● PROBLEM DETAILS
All lines from the one with "the grassy slope" through the end of the records below are to be given again exactly, and nothing else.

*** Opening DATA PROVIDED ***

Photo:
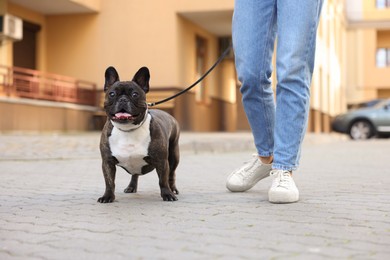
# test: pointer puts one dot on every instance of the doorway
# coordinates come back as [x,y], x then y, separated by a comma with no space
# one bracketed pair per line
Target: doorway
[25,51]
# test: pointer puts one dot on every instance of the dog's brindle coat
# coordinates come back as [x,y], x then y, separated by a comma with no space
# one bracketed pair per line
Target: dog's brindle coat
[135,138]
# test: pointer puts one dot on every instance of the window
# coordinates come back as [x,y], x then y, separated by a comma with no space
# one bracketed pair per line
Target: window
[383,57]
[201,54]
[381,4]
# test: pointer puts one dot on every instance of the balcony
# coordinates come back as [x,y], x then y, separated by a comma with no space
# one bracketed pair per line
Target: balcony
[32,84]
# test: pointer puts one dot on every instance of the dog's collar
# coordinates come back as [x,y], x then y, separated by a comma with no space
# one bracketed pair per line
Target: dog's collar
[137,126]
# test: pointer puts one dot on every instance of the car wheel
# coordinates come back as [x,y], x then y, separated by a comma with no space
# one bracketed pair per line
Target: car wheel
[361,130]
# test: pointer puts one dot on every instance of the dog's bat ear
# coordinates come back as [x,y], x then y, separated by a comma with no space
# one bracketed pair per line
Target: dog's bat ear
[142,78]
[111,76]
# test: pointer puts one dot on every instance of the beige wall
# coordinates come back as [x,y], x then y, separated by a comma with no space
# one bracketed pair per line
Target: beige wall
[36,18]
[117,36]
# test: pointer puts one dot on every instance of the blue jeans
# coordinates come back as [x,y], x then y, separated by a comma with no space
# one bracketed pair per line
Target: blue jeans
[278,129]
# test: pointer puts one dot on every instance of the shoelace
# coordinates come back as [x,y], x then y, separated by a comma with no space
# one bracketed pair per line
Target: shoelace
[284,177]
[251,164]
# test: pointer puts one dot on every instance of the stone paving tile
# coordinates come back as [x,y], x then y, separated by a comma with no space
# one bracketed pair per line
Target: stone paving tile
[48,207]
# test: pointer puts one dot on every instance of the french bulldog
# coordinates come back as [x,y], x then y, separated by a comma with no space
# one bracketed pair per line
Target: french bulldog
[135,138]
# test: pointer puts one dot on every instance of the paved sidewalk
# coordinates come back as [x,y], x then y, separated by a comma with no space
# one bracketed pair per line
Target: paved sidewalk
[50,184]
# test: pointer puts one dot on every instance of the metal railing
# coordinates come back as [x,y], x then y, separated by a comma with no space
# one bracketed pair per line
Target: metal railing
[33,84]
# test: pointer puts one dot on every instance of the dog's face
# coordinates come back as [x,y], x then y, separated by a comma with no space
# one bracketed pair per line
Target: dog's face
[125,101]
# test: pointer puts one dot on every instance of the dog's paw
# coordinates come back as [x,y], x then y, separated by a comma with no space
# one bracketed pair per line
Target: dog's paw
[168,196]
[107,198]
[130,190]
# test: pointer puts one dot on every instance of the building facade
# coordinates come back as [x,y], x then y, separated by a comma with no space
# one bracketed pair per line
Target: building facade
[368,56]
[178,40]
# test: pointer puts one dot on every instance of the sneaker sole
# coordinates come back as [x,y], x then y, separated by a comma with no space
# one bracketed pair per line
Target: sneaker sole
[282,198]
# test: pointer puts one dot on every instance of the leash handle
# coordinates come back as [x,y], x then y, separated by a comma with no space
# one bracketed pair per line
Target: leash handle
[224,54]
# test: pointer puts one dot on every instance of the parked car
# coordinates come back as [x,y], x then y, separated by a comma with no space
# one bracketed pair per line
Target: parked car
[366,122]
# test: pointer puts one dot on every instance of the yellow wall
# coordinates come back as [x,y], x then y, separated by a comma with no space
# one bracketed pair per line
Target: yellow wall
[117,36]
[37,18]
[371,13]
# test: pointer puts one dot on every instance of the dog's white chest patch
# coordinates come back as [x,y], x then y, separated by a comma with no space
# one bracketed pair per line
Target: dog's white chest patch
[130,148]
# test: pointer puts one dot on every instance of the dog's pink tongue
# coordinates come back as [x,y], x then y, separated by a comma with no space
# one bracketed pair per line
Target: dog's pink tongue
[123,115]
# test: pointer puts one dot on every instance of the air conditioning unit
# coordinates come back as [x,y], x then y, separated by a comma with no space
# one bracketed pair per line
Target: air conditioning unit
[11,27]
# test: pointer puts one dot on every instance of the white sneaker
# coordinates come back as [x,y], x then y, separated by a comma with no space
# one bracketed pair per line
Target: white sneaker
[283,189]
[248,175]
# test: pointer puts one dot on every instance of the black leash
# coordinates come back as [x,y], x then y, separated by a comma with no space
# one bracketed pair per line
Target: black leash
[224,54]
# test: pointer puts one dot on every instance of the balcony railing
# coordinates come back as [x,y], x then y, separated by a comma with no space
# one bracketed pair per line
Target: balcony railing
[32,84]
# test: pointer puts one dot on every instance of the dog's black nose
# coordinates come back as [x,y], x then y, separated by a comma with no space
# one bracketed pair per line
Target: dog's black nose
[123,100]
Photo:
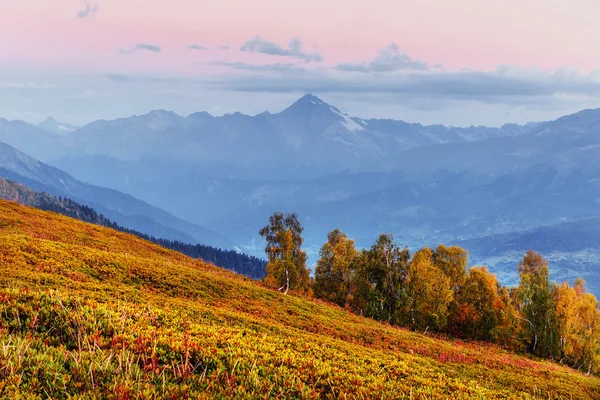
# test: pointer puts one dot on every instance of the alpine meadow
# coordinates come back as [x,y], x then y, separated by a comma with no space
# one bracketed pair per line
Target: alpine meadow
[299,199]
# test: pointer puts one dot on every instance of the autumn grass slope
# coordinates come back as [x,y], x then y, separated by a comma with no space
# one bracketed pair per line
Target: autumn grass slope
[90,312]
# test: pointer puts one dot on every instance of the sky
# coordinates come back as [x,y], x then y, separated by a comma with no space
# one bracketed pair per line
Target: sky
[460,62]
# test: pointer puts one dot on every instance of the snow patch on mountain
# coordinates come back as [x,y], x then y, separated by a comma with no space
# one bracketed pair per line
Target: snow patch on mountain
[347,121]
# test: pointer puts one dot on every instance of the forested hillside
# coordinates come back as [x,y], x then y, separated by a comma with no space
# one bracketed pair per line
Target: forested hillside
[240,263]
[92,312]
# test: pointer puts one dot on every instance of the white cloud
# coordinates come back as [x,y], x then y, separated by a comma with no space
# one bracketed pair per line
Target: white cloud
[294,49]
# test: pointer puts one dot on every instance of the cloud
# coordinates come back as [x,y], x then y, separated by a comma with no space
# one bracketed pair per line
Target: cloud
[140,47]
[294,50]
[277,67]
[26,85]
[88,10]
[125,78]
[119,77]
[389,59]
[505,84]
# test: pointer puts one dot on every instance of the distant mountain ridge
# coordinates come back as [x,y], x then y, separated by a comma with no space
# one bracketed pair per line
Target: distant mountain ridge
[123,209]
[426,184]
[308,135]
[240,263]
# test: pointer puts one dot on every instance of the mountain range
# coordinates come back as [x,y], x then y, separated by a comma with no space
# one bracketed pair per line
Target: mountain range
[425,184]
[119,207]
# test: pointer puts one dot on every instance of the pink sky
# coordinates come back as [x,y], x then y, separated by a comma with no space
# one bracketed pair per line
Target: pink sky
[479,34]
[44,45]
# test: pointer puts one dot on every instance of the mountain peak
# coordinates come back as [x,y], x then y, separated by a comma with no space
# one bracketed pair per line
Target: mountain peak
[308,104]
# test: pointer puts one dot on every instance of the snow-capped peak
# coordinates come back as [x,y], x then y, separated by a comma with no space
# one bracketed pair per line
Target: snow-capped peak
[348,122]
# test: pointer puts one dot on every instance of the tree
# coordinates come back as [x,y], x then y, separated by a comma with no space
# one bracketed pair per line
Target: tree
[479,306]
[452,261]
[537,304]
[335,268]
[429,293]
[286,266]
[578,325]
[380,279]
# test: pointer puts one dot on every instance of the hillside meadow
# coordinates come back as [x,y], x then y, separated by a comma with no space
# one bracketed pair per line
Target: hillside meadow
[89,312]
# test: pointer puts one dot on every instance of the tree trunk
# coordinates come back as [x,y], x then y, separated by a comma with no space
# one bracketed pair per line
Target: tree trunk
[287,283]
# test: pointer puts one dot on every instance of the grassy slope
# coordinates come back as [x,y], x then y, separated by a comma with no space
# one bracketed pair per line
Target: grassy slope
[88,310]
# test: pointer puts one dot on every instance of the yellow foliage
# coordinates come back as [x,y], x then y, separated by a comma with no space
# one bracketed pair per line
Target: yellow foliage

*** Closing DATA PROVIDED ***

● RESULT OF THIS TASK
# test: pointer puts one dot on every instance of the grassy slope
# coordinates come back as [x,y], x then y, separated by a comma with no space
# one bracketed pair per line
Target: grassy slope
[88,310]
# test: pointer puts one dot on every instance of the yellow foliage
# coordinates come back as [x,y], x then y, separated by a comma with no space
# one bracketed pair per line
Target: yellow foliage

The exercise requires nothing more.